[Saved entries]
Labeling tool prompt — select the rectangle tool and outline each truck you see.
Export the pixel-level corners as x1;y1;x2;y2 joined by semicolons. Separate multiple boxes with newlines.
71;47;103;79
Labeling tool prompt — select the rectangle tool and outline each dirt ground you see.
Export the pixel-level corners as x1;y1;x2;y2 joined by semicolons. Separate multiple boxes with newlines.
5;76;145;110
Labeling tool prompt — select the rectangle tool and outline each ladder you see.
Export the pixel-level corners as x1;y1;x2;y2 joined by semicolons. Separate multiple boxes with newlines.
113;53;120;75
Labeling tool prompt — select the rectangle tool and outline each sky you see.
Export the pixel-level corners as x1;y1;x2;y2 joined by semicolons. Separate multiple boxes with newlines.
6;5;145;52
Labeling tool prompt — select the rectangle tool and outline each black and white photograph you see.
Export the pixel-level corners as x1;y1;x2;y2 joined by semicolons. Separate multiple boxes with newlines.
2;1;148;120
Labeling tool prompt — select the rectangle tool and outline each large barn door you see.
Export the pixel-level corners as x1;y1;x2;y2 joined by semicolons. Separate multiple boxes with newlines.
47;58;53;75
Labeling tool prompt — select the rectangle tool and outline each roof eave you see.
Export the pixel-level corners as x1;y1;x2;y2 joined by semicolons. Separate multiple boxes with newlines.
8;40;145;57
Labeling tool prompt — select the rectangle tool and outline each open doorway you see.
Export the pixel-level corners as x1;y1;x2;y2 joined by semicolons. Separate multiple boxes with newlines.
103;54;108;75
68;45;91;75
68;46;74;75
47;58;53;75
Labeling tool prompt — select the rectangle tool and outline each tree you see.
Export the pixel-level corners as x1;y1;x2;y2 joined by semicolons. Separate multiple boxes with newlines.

- **Work request**
Using the data above, reproduce exactly the lines between those holding "eave you see." and "doorway you see.", inclusive, and no others.

- **Solution for this task**
Labeling tool prompt — select the rectangle tool and outline each roof eave you see.
Export the pixel-level corners as x1;y1;x2;y2 joined by semicolons. Separate multiple boxes with newlines.
8;40;145;57
Labeling tool prompt — select the rectangle tool and outline each open doorway you see.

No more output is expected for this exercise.